=== Activities ===
(1) In the article about a proposed Charlotte medical school, how much did the group pay the Pennsylvania consulting firm?
(2) Extend the article about a proposed Charlotte medical school with a few more sentences that follow on from its final sentence.

=== Selected passage ===
"""

- Associated Press - Saturday, May 16, 2015

CHARLOTTE, N.C. (AP) - A group that hopes to establish a Charlotte medical school is releasing a feasibility study on the idea later this month.

The Charlotte Observer reports (https://bit.ly/1ENNcxF ) health care and business leaders established the group a year ago and have paid a Pennsylvania consulting firm $225,000 to help in the effort.

That company helped develop medical schools in Las Vegas and Scranton, Pennsylvania, even though established schools in those states opposed the idea.

Dr. Richard Reiling, a retired Novant Health executive, says Charlotte is the largest city in the nation without a four-year medical school and the feasibility study will be released on May 27.

He said the group wants to create an independent school that could be under the auspices of the University of North Carolina Charlotte or in association with another university in the area.

North Carolina already has medical schools at the University of North Carolina-Chapel Hill as well as at Duke, Wake Forest, East Carolina and Campbell University.

"""

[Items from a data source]

"""

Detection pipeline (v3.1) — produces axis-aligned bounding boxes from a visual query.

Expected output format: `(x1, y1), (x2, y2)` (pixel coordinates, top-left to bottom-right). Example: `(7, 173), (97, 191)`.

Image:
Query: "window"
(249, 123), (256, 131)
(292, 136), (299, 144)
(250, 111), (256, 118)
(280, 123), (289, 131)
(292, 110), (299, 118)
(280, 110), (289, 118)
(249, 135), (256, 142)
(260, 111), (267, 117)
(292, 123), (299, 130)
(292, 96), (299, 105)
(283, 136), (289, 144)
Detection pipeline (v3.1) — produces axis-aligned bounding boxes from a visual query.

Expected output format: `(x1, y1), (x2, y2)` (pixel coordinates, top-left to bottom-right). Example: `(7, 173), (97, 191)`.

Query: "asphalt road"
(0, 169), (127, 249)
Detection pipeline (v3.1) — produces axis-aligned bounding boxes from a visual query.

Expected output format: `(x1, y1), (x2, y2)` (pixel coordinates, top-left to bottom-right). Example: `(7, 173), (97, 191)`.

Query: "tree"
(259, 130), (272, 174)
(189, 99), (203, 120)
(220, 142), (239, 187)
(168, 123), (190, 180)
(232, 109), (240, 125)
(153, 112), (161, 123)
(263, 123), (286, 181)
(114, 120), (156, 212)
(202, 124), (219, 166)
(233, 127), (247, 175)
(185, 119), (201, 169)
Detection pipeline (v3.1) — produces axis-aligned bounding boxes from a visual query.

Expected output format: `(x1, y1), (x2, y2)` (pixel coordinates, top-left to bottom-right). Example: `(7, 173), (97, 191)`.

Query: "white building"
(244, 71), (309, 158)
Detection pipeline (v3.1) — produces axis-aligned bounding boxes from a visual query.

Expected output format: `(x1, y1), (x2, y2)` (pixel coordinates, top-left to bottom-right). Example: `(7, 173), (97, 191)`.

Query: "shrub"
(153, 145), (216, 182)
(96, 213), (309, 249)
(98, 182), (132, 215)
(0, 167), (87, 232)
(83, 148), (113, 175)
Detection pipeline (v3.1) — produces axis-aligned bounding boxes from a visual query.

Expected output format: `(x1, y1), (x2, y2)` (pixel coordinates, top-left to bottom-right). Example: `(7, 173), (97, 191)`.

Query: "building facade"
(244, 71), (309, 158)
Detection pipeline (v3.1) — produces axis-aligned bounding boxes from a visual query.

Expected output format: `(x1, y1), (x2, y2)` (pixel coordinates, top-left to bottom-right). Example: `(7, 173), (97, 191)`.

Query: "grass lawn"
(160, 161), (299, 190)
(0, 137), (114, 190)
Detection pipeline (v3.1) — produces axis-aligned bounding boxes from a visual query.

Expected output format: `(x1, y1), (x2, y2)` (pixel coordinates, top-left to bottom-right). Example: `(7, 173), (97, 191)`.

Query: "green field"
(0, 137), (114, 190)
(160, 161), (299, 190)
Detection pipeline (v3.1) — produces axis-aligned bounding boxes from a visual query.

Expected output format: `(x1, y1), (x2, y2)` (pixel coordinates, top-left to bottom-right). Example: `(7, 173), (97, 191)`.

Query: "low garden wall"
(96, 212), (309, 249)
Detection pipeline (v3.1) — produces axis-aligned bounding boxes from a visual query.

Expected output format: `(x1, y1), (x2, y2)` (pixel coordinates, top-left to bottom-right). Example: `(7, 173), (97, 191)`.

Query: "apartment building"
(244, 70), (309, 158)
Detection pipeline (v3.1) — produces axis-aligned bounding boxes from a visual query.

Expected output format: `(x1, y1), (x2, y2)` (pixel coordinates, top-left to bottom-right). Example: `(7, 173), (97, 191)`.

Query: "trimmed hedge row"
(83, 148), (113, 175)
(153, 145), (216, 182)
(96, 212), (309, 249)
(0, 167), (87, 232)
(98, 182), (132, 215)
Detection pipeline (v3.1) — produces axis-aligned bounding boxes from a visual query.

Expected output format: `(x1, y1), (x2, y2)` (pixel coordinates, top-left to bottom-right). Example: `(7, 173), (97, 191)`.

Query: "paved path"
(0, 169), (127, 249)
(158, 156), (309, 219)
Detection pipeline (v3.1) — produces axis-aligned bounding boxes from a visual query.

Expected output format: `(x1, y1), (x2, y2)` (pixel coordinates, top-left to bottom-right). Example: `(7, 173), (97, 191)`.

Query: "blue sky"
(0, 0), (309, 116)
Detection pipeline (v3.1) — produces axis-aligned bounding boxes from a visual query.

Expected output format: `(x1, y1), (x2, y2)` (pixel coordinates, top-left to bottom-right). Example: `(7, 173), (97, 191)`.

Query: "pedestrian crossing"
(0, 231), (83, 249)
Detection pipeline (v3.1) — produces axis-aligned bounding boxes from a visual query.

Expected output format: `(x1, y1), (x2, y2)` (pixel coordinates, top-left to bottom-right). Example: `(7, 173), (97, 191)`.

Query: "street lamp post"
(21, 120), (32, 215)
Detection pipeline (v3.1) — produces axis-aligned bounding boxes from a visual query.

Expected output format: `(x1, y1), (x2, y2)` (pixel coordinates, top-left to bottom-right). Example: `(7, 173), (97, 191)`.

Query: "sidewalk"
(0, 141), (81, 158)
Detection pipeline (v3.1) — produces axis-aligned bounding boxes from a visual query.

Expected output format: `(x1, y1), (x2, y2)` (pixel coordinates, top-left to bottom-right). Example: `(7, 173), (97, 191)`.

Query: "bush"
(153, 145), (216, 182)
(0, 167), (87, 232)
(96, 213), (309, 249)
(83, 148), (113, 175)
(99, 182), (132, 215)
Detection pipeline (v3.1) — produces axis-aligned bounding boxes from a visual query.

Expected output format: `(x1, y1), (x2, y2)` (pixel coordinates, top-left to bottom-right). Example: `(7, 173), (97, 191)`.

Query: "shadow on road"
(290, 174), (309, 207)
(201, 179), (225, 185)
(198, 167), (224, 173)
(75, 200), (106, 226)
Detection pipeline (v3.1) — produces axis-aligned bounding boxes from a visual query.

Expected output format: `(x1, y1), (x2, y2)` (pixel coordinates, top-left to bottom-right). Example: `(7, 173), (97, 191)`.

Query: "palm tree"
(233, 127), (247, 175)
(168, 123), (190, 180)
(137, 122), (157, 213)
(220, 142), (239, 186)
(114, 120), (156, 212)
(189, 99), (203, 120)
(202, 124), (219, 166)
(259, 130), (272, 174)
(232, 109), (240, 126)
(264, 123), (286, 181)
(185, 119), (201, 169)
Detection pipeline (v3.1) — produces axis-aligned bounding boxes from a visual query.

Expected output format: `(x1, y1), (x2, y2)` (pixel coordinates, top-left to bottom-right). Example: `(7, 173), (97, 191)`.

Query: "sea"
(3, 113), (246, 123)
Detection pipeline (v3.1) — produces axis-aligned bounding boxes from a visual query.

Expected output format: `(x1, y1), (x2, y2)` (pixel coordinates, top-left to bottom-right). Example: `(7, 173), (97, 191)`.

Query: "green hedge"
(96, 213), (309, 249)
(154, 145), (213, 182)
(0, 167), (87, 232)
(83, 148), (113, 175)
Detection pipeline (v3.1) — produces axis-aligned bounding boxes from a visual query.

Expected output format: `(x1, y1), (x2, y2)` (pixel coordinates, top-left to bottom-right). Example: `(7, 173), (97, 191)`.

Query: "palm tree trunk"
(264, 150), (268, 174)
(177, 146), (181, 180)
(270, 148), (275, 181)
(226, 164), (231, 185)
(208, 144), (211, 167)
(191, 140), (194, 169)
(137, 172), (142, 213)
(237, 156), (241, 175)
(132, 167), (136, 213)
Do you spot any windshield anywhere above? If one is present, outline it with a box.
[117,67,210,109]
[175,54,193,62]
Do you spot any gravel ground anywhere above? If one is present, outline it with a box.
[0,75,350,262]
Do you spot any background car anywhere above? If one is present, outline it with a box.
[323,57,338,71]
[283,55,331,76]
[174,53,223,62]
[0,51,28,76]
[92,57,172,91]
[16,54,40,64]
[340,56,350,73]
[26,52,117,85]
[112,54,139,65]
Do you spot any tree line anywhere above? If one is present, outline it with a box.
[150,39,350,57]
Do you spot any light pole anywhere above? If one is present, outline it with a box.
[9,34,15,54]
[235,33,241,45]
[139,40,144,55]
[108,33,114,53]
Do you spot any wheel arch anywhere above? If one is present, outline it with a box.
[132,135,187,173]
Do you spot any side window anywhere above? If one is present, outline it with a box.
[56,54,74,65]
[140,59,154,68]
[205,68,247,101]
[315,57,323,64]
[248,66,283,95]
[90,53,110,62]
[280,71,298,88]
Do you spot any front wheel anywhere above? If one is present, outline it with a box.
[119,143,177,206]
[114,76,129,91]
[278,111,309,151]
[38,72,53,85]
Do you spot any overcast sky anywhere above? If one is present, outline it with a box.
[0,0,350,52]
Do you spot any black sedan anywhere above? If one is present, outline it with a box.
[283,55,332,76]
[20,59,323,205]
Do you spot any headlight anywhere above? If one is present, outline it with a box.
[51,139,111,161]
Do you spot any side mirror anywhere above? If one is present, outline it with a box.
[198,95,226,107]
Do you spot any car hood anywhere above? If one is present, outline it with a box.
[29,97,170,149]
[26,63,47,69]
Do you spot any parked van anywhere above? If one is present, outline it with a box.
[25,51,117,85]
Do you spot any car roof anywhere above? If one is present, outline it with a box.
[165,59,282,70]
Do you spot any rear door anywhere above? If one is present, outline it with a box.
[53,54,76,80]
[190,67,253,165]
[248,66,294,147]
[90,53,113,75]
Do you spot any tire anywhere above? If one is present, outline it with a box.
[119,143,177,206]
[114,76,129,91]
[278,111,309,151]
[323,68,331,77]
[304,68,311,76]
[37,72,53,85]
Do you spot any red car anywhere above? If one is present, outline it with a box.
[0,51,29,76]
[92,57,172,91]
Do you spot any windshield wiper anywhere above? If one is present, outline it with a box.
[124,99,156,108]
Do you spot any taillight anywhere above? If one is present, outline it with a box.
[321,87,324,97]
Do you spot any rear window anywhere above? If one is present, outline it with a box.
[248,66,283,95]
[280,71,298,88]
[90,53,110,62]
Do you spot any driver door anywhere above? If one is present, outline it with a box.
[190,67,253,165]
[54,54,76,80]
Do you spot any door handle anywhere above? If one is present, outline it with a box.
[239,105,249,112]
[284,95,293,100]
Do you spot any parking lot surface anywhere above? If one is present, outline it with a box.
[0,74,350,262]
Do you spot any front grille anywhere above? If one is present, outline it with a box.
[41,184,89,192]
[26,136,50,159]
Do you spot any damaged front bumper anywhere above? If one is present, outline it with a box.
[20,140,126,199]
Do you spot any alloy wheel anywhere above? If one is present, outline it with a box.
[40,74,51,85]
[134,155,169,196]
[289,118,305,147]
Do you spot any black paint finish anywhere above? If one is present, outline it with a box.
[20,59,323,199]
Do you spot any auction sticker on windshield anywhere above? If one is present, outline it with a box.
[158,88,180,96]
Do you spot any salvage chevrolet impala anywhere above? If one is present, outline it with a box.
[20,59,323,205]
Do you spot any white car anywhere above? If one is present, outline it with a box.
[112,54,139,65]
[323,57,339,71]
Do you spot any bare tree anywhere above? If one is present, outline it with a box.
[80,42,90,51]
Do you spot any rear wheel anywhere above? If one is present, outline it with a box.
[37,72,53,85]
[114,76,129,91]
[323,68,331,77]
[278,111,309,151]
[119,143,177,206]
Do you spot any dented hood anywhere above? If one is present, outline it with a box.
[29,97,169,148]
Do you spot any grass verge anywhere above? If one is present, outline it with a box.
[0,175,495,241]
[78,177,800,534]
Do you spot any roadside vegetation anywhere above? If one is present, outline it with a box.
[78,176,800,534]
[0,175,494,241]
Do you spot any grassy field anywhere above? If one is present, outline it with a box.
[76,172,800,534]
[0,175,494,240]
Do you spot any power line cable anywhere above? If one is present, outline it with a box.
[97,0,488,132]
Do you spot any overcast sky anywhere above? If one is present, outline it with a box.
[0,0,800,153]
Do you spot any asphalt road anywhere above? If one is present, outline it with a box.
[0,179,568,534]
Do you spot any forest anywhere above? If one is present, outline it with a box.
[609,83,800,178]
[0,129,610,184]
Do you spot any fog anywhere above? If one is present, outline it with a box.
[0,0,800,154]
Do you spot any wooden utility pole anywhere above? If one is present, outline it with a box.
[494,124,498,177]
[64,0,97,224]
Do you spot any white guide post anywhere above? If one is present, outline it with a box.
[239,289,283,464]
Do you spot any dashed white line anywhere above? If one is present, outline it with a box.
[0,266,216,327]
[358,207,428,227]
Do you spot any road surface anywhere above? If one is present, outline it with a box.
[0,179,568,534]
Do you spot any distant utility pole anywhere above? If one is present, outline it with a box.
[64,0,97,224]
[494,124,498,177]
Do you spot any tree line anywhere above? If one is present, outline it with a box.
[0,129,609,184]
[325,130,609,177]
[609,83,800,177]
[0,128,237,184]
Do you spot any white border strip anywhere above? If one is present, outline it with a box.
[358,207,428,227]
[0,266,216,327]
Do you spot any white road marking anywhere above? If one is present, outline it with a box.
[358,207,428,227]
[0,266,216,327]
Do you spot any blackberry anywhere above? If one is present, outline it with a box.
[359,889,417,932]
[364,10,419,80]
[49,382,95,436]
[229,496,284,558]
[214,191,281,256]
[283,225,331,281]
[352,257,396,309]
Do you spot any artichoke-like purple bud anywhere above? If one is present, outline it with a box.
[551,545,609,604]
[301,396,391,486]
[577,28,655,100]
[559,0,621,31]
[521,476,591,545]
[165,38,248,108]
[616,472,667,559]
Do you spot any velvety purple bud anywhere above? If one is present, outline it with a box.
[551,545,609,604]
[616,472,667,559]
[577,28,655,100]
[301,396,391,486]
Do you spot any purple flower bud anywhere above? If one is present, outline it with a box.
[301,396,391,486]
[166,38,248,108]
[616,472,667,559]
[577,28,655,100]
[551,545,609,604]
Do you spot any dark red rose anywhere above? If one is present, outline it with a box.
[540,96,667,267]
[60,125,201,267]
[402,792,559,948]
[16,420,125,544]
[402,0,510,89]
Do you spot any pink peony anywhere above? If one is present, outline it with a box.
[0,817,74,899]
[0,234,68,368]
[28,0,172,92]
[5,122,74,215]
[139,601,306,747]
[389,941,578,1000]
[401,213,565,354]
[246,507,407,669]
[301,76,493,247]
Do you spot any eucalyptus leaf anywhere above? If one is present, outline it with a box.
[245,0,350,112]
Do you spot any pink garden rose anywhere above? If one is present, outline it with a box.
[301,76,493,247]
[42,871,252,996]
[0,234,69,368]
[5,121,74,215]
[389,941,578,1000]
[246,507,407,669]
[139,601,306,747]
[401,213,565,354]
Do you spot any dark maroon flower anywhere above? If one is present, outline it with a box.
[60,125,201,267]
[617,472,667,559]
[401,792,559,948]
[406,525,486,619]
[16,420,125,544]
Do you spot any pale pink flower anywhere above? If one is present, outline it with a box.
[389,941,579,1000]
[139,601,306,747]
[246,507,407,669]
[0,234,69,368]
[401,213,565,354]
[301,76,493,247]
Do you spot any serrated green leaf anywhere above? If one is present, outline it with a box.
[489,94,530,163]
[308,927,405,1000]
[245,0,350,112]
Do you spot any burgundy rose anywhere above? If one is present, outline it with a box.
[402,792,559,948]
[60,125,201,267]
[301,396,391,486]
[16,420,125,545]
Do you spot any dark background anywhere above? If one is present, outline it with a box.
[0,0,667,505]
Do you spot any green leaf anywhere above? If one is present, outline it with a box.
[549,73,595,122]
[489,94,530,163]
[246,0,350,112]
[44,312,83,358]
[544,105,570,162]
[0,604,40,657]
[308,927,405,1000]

"""

=== Answers for each item ===
(1) $225,000

(2)
While it doesn’t have a four-year medical school, Charlotte has a long tradition of training doctors and since the 1940s Carolinas Medical Center has had a residency program.

The University of North Carolina School of Medicine Charlotte Campus provides training for 23 third-year students and 17 fourth-year students, said Dr. Mary Hall, associate dean of the Charlotte campus.

She said Carolinas Medical Center has 300 faculty doctors, including some who have been teaching medical students and residents for decades, and doesn’t think it’s necessary to start a new medical school from scratch.

“Our suggestion is that we take the nest egg we already have and, if we need to expand that we expand that,” Hall said. “That’s what makes the most, really the only, sense.”